▶ _EXERCISE INPUTS_
•••
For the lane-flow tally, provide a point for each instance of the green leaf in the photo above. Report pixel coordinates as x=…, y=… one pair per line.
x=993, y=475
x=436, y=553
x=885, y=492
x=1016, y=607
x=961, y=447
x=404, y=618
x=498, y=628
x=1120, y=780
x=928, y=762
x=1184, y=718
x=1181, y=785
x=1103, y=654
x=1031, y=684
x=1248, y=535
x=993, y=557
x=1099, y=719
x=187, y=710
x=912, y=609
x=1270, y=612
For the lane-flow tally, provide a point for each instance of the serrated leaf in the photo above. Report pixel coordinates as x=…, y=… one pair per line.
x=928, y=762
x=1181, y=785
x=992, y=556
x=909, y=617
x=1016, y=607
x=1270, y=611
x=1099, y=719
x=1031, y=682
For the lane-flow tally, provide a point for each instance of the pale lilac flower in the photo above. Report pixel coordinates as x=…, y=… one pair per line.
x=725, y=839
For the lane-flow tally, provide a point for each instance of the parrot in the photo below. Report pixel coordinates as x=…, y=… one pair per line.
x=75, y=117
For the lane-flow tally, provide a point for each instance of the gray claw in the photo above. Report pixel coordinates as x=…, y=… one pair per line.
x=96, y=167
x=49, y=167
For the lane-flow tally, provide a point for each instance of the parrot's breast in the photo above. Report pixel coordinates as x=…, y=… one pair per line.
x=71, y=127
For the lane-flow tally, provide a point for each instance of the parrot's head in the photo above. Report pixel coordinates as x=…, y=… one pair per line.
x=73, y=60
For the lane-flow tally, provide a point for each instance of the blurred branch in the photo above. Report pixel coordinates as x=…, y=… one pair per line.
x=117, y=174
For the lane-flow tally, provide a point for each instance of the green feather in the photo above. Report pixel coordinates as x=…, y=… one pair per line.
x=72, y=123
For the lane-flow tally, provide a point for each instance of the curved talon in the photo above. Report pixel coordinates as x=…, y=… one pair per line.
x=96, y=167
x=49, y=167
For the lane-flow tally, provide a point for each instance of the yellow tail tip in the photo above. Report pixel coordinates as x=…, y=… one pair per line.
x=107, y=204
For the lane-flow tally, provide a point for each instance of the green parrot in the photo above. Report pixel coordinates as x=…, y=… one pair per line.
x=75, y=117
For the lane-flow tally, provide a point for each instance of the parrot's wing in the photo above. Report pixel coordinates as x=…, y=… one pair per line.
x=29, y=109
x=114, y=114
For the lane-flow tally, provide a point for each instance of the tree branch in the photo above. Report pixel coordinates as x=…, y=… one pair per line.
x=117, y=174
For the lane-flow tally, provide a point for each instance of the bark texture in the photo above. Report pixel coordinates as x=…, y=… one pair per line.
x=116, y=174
•••
▶ _WHAT THE EXERCISE ASKS_
From the first line to the last, copy every record exactly.

▶ _FINISHED EXERCISE_
For the lane-flow tally, provide a point for each instance of the green leaf in the photo above. Report pixel coordinates as x=…, y=… one pair per line.
x=993, y=475
x=436, y=553
x=885, y=492
x=1016, y=607
x=961, y=447
x=404, y=618
x=498, y=628
x=1120, y=780
x=928, y=762
x=1184, y=718
x=1181, y=785
x=1103, y=654
x=1031, y=684
x=1248, y=535
x=993, y=557
x=1099, y=719
x=187, y=710
x=912, y=609
x=1270, y=612
For the lane-flow tally, provide a point for each instance of the serrated leaf in the photo above. Report pixel coordinates as x=…, y=… one pair per line.
x=928, y=762
x=1181, y=785
x=992, y=556
x=909, y=617
x=1016, y=607
x=1270, y=611
x=1099, y=719
x=1031, y=682
For the lane-flow tally, provide a point for each instance of the pale lilac flower in the photo above. Report pixel coordinates as x=…, y=… one pair per line.
x=725, y=839
For the lane-flow tally, provide a point for each instance of the parrot in the photo below. Report pixel coordinates as x=…, y=… one pair per line.
x=75, y=117
For the lane-flow tally, provide a point for each instance of the gray claw in the photo above. Report pixel coordinates as x=…, y=… one pair per line.
x=96, y=167
x=49, y=167
For the lane-flow tally, provide a point for each instance of the parrot's breast in the photo above. Report pixel coordinates as x=…, y=… one pair per line.
x=71, y=127
For the lane-flow tally, provide a point for each instance of the parrot's head in the photo above. Report pixel coordinates as x=…, y=… one pair per line.
x=73, y=60
For the lane-flow tally, provide a point for each instance of the blurred branch in the photo above. Report pixel coordinates as x=…, y=… one pair per line.
x=117, y=174
For the lane-flow tally, provide a point for each instance of the green feather in the photo above. Report pixel coordinates as x=…, y=… one pair per line.
x=72, y=123
For the lane-flow tally, provide a point for each instance of the curved talon in the photo above. Report pixel coordinates as x=…, y=… one pair per line.
x=96, y=167
x=49, y=167
For the lane-flow tally, provide a point for each instance of the yellow tail tip in the photo above. Report pixel coordinates as x=…, y=… one pair per line.
x=107, y=204
For the lane-flow tally, provide a point for each instance of the green parrot in the photo above. Report pixel coordinates as x=…, y=… one pair per line.
x=75, y=117
For the lane-flow tally, provide a point for each instance of the parrot's wing in the photo above. Report pixel coordinates as x=…, y=… one pair per line.
x=29, y=109
x=114, y=114
For the lane-flow tally, provide a point for each instance of the tree branch in the photo above. Report pixel coordinates as x=…, y=… one pair per line.
x=117, y=174
For the lane-flow tally, provide a point for each instance of the bark texture in the photo above. Report pixel coordinates as x=…, y=… one pair per line.
x=116, y=174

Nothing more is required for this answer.